▶ _What you need to do_
Your answer should be the full set of records, printed exactly as they stand.

+++

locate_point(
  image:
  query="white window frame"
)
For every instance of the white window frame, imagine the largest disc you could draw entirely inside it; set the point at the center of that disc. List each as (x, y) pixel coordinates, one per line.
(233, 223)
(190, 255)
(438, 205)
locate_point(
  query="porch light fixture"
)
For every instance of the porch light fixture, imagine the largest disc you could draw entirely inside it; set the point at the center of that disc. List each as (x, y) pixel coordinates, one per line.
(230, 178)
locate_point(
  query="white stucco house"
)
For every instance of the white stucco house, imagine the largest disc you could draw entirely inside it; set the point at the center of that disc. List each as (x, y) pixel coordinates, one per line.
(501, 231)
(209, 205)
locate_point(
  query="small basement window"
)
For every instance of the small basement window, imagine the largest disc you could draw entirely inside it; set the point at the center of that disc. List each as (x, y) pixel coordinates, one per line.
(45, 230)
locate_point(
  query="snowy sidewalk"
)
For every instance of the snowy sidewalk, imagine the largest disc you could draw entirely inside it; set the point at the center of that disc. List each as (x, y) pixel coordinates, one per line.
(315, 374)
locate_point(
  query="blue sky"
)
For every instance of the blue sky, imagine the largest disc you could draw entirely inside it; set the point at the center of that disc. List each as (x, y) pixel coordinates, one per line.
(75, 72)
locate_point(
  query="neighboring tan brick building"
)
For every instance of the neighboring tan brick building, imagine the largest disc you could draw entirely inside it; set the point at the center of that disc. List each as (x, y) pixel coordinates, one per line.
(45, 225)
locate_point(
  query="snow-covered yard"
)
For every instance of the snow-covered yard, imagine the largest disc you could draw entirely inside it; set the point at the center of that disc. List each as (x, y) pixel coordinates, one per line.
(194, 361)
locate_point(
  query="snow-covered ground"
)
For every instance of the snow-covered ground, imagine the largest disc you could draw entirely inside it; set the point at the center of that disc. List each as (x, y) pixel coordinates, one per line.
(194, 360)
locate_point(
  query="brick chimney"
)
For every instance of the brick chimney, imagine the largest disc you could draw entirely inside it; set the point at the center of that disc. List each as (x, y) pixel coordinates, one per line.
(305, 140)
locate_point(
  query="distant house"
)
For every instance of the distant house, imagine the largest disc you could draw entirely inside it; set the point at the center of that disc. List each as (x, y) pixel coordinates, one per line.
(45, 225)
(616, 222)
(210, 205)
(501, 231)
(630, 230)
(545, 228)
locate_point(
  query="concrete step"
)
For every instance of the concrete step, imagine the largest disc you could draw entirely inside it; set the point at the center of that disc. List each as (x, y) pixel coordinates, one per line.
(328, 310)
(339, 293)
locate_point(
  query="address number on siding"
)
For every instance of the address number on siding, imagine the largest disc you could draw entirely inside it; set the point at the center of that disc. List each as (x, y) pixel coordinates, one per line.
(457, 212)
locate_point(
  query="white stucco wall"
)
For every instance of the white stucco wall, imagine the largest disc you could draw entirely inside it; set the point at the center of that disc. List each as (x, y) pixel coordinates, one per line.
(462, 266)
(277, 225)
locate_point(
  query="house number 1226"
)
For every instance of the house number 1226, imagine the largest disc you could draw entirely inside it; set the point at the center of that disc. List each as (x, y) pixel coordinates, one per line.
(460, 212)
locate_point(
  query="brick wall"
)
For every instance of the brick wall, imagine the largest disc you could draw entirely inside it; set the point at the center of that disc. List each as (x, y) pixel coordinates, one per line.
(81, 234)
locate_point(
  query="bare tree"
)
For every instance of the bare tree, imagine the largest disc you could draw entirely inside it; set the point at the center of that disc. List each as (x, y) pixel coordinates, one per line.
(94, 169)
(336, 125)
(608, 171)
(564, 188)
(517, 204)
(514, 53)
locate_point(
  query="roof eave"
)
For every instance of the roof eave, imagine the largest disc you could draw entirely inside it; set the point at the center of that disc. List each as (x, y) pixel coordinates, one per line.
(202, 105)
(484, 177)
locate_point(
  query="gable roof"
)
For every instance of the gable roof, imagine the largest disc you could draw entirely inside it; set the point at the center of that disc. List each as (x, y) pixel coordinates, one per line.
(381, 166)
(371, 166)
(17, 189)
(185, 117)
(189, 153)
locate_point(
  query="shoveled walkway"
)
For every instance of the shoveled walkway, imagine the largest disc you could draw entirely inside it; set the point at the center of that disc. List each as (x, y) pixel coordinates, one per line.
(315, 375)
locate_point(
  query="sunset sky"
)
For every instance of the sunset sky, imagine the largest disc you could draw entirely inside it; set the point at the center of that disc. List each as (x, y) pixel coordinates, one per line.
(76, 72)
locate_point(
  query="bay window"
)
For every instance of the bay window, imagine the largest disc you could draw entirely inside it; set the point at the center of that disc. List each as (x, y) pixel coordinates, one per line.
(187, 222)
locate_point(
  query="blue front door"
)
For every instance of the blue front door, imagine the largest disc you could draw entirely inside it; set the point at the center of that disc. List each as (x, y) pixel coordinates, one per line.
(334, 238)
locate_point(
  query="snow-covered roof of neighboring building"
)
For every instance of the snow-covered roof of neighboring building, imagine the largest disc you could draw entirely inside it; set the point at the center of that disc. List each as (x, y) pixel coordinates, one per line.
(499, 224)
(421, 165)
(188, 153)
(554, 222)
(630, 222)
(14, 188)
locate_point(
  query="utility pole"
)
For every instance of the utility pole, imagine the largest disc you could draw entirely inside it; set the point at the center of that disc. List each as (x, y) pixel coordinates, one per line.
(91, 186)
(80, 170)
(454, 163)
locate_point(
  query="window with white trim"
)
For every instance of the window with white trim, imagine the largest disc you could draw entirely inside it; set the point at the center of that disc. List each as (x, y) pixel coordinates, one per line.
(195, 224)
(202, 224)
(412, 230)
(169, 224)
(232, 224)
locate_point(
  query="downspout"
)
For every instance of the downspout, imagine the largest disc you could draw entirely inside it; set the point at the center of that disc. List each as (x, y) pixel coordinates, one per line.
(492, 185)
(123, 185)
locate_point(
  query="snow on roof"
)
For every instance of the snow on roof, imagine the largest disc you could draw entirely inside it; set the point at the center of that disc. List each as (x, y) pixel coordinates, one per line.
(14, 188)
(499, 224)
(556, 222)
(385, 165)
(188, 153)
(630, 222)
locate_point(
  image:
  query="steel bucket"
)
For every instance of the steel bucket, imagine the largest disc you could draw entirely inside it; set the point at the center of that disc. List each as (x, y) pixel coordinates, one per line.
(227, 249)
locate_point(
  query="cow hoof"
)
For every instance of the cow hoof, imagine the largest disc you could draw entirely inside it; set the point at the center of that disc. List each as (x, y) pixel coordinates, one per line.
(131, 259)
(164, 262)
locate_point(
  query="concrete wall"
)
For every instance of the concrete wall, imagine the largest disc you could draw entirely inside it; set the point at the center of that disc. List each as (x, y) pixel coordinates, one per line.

+++

▶ _Completed task_
locate_point(
  image:
  query="white window frame"
)
For every instance of the white window frame, imagine the largest disc you could draw entirely inside it; set the point at the center of that disc. List each as (x, y) pixel coordinates, one per line.
(233, 223)
(190, 255)
(438, 205)
locate_point(
  query="porch light fixture"
)
For every instance of the porch light fixture, imagine the largest disc you could draw entirely inside it; set the point at the center of that disc. List each as (x, y) pixel coordinates, one per line.
(230, 178)
locate_point(
  query="white stucco house"
)
For every instance of the white stucco house, imagine the largest disc you could draw entirely inside it; set the point at the center of that disc. List each as (x, y) pixel coordinates, one per line.
(501, 231)
(209, 205)
locate_point(
  query="small basement window"
)
For every instance of the small basement window, imagine the largest disc you could draw entirely inside it; set the point at the center of that disc. List each as (x, y) pixel coordinates, one per line.
(45, 230)
locate_point(
  query="snowy sidewalk"
)
For every instance of the snowy sidewalk, imagine the largest disc you could draw entirely inside it; set the point at the center of that disc. List each as (x, y) pixel coordinates, one per line.
(315, 374)
locate_point(
  query="blue sky"
)
For every instance of the blue sky, imagine the largest disc you could draw entirely inside it; set the point at the center of that disc. List each as (x, y) pixel coordinates, one per line.
(75, 72)
locate_point(
  query="neighboring tan brick building"
)
For every instance of the neighboring tan brick building, imagine the largest disc you could draw entirely inside it; set the point at the center of that disc. List each as (x, y) pixel coordinates, one per line.
(45, 225)
locate_point(
  query="snow-covered yard"
)
For every instance of the snow-covered yard, imagine the largest disc you could draw entirely inside it; set the point at the center of that disc. List each as (x, y) pixel coordinates, one per line.
(194, 361)
locate_point(
  query="snow-covered ground"
)
For every instance of the snow-covered ground, imagine the largest disc you could draw entirely inside it; set the point at the center of that disc. List each as (x, y) pixel coordinates, one per line.
(194, 360)
locate_point(
  query="brick chimney"
)
For every instance of the brick chimney, imagine the largest disc you could draw entirely inside it; set the point at the center of that disc. List each as (x, y) pixel coordinates, one per line.
(305, 140)
locate_point(
  query="distant house"
)
For every instance of the distant house, imagine the largest disc you could draw entirely inside it; set the point at the center of that disc. List each as (x, y) pixel coordinates, one per line.
(45, 225)
(616, 222)
(210, 205)
(501, 231)
(630, 230)
(545, 228)
locate_point(
  query="concrete step"
)
For every instance of the concrete step, imagine the largest disc you could draw entirely inside it; set the point at the center of that disc. List each as (x, y) pixel coordinates, one per line.
(328, 310)
(339, 293)
locate_point(
  query="address number on siding"
)
For every instance of the address number on siding, imagine the largest disc you could draw entirely inside it; set the point at the center of that disc. List each as (x, y) pixel coordinates, one per line.
(457, 212)
locate_point(
  query="white stucco wall"
)
For every instance of the white stucco wall, imagine the largest disc you could draw entirely inside it; set the point at the center of that disc. List each as (x, y) pixel coordinates, one per line.
(462, 266)
(277, 225)
locate_point(
  query="house number 1226"
)
For every instance of the house number 1226, imagine the largest disc you could draw entirely inside it; set the point at the center of that disc. List each as (x, y) pixel coordinates, one per line.
(460, 212)
locate_point(
  query="brick wall"
)
For every instance of the brick wall, imagine the largest disc you could draw entirely inside it; set the point at the center of that disc. List each as (x, y) pixel coordinates, one per line.
(81, 234)
locate_point(
  query="bare tree"
)
For every instance of the bare tree, imagine the largest disc you could draw entirely inside it; set the point at the center of that disc. List each as (x, y) pixel coordinates, one per line.
(94, 169)
(336, 125)
(608, 171)
(564, 188)
(517, 204)
(514, 53)
locate_point(
  query="roof eave"
)
For every instance of the roof eave, imagine the largest disc you could draw entirely inside it; set the point at the center of that disc. List each as (x, y) pixel coordinates, one per line.
(202, 105)
(484, 177)
locate_point(
  query="gable roof"
)
For every instance of the gable roof, imagine the largest disc you could draw entirely inside it; set the point at the center of that disc. List each as (x, y) pixel coordinates, one per line.
(381, 166)
(371, 166)
(17, 189)
(185, 117)
(189, 153)
locate_point(
  query="shoveled walkway"
)
For every instance of the shoveled walkway, imagine the largest disc you could draw entirely inside it; set the point at the center of that disc. List each as (x, y) pixel coordinates, one per line.
(315, 375)
locate_point(
  query="sunset sky"
)
For every instance of the sunset sky, imagine the largest disc you could draw entirely inside it; set the point at the center of that disc. List each as (x, y) pixel coordinates, one per line.
(76, 72)
locate_point(
  query="bay window"
)
For every instance of the bay window, imagine the largest disc you could draw entirely inside it; set the point at the center of that disc. List each as (x, y) pixel coordinates, one per line.
(187, 222)
locate_point(
  query="blue front door"
)
For every instance of the blue front door, imagine the largest disc you could draw entirely inside it; set the point at the center of that disc. List each as (x, y) pixel coordinates, one per line.
(334, 238)
locate_point(
  query="snow-covered roof of neighboring building"
)
For every instance of the snow-covered roof of neighboring building, imagine the largest disc you could draw entirely inside it; set the point at the center of that disc. List each as (x, y) pixel coordinates, one per line.
(499, 224)
(421, 165)
(188, 153)
(554, 222)
(630, 222)
(14, 188)
locate_point(
  query="utility pole"
)
For every instance of the utility pole, imagine the largest disc you could draw entirely inside it; set the point at the center of that disc. List each as (x, y) pixel coordinates, one per line.
(91, 186)
(80, 170)
(454, 163)
locate_point(
  query="window with white trim"
)
For every instance of the window with white trim, imagine the largest disc you could draw entirely inside it; set the point at the center of that disc. List each as (x, y) pixel coordinates, one per line.
(195, 224)
(202, 224)
(412, 230)
(169, 224)
(232, 224)
locate_point(
  query="downspout"
)
For every instance of the downspout, imagine the largest disc you could draw entirely inside it; set the point at the center of that disc. List each as (x, y) pixel coordinates, one per line.
(492, 185)
(123, 185)
locate_point(
  query="snow on roof"
)
For every instance of the snow on roof, imagine the largest disc you could draw entirely inside it; set the point at the center of that disc. List each as (x, y) pixel coordinates, one per line.
(14, 188)
(499, 224)
(556, 222)
(385, 165)
(188, 153)
(630, 222)
locate_point(
  image:
  query="steel bucket"
)
For every instance of the steel bucket, imagine the largest disc you could draw entirely inside it; set the point at the center of that disc. List each as (x, y) pixel coordinates, one per line.
(227, 249)
locate_point(
  query="cow hoof"
)
For every instance of the cow hoof, imagine the largest disc you could draw entirely inside it; set the point at the center of that disc. List each as (x, y) pixel coordinates, one per line.
(131, 259)
(164, 262)
locate_point(
  query="concrete wall"
)
For every instance of the concrete wall, imagine the largest disc you could draw entirely inside it; set the point at the center of that disc. List each as (x, y) pixel coordinates, one per line.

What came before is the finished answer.